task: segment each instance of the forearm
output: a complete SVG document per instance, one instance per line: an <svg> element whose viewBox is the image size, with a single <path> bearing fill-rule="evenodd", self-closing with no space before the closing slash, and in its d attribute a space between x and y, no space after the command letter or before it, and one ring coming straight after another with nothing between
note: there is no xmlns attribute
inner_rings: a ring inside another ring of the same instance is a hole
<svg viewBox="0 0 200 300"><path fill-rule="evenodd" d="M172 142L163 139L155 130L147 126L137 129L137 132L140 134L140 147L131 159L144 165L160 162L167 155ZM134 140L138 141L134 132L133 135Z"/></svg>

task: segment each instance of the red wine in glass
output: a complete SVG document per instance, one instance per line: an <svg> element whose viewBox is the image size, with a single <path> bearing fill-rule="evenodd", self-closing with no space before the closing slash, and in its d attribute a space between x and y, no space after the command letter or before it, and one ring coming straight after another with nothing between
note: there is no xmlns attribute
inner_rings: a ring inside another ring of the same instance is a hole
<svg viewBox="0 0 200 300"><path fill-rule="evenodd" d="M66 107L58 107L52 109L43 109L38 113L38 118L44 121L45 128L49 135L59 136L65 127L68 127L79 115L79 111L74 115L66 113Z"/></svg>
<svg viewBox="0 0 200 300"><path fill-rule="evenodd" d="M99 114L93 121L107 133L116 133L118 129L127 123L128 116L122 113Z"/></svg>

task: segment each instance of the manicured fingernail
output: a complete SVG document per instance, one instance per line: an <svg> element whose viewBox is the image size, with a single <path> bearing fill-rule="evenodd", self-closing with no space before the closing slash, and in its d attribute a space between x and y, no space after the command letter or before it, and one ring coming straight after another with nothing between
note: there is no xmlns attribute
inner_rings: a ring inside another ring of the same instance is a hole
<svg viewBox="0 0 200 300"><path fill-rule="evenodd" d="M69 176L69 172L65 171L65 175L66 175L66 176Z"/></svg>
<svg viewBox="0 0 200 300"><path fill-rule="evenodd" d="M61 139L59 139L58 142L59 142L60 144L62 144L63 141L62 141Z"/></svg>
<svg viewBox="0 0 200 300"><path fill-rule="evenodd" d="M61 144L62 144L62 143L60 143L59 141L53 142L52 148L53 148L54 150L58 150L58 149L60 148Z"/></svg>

WORK REQUIRED |
So that nothing is lost, return the listing exactly and completely.

RESULT OF THE EXERCISE |
task: segment each instance of the forearm
output: a complete SVG document per instance, one instance per line: an <svg> element whose viewBox is the image size, with a single <path> bearing fill-rule="evenodd", self-closing with no space before the closing slash, and in its d attribute a space between x and y, no space after the command letter or before it, and one ring coming straight after another with nothing between
note: there is no xmlns attribute
inner_rings: a ring inside another ring of the same instance is a hole
<svg viewBox="0 0 200 300"><path fill-rule="evenodd" d="M172 142L163 139L155 130L147 126L137 129L137 132L140 134L140 147L131 159L144 165L160 162L167 155ZM134 140L138 141L134 132L133 135Z"/></svg>

task: segment each instance of the red wine in glass
output: a complete SVG document per instance, one instance per line: an <svg> element whose viewBox is the image size, with a single <path> bearing fill-rule="evenodd", self-closing with no space before the closing slash, and in its d attribute a space between x and y, no space after the command letter or before it, and one ring coming straight after another with nothing between
note: there is no xmlns attribute
inner_rings: a ring inside another ring of the same instance is a hole
<svg viewBox="0 0 200 300"><path fill-rule="evenodd" d="M66 107L58 107L52 109L43 109L38 113L38 118L44 121L45 128L49 135L59 136L65 127L68 127L79 115L79 111L74 115L66 113Z"/></svg>
<svg viewBox="0 0 200 300"><path fill-rule="evenodd" d="M99 114L93 121L107 133L116 133L118 129L127 123L128 116L122 113Z"/></svg>

task: segment each instance of the manicured fingernail
output: a complete SVG document per instance, one instance per line: an <svg> element whose viewBox is the image size, with a single <path> bearing fill-rule="evenodd", self-closing with no space before the closing slash, and in its d attribute a space between x and y, no space after the command letter or before it, and one ring coming straight after another with nothing between
note: there is no xmlns attribute
inner_rings: a ring inside another ring of the same instance is a hole
<svg viewBox="0 0 200 300"><path fill-rule="evenodd" d="M69 176L69 172L65 171L65 175L66 175L66 176Z"/></svg>
<svg viewBox="0 0 200 300"><path fill-rule="evenodd" d="M61 139L59 139L58 142L59 142L60 144L62 144L63 141L62 141Z"/></svg>
<svg viewBox="0 0 200 300"><path fill-rule="evenodd" d="M61 144L62 144L62 143L60 143L59 141L53 142L52 148L53 148L54 150L58 150L58 149L60 148Z"/></svg>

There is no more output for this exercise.